## Stored records
'''

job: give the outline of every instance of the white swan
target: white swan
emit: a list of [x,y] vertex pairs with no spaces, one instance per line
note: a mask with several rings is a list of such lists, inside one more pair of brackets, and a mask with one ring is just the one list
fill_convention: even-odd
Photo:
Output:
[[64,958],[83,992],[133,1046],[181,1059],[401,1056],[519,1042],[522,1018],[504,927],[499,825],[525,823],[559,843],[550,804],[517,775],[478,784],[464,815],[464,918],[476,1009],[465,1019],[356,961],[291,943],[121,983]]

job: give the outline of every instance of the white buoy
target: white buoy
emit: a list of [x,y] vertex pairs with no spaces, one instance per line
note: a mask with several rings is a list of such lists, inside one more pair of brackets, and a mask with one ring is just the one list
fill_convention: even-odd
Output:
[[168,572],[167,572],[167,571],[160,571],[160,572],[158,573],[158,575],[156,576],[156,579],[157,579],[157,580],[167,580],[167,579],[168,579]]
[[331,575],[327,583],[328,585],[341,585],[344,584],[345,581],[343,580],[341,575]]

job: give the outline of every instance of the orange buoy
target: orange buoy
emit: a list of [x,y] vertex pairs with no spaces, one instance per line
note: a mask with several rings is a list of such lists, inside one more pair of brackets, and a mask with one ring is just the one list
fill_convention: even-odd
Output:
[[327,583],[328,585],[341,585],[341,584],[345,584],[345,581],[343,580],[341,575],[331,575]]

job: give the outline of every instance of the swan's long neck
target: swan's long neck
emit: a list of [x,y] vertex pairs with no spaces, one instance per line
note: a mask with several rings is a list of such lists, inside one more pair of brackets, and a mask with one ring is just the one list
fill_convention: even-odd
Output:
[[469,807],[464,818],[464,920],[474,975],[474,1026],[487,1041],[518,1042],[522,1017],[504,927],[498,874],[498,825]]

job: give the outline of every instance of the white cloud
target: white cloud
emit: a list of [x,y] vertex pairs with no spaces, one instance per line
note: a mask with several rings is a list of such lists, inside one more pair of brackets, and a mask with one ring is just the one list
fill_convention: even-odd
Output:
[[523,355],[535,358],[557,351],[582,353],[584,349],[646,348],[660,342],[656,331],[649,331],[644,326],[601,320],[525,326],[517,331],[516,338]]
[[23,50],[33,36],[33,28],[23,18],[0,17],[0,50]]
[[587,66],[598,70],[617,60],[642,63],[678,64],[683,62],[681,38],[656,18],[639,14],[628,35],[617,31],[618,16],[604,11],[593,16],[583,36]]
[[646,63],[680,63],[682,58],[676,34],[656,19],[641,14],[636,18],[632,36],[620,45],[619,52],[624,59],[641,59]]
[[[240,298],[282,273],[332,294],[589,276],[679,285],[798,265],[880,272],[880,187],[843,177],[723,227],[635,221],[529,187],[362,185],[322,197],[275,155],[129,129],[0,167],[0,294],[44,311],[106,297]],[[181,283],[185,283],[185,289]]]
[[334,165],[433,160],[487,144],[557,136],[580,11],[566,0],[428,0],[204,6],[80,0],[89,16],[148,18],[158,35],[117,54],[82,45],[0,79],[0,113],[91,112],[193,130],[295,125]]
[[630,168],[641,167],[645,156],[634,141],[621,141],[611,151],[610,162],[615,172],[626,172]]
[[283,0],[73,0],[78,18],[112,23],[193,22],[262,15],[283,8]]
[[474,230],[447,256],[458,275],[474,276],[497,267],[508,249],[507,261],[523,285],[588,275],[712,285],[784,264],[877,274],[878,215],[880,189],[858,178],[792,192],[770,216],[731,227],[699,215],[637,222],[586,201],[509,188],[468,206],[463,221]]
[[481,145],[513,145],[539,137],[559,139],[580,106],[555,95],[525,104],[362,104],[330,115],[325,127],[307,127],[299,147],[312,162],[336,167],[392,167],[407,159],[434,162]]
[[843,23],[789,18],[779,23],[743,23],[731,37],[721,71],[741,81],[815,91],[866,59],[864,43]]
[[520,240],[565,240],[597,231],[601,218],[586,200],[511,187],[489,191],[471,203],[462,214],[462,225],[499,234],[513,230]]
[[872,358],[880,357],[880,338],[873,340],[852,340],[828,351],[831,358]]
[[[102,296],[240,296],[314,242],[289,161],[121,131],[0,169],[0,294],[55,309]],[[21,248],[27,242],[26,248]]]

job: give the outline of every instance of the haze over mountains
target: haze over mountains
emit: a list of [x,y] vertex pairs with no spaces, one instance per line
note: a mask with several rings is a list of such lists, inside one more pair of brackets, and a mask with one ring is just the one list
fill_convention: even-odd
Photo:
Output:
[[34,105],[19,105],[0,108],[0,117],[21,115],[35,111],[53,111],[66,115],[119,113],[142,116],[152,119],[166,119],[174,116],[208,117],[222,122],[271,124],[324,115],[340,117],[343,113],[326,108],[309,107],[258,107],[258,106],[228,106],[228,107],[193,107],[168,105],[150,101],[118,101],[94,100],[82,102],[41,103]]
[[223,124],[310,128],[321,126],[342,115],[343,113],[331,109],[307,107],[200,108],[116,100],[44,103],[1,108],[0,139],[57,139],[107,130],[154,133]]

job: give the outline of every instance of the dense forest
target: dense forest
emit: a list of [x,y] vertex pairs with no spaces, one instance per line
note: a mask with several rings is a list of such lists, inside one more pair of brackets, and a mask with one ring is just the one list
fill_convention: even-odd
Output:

'''

Go through the records and pull out each line that includes the word "every".

## PROBLEM SOLUTION
job: give the outline of every instance of the white swan
job: give the outline of every instance of the white buoy
job: give the outline of every instance of the orange buoy
job: give the outline of every instance of the swan's long neck
job: give the outline of every instance of the white cloud
job: give the outline of every instance of the haze over mountains
job: give the outline of every instance of the dense forest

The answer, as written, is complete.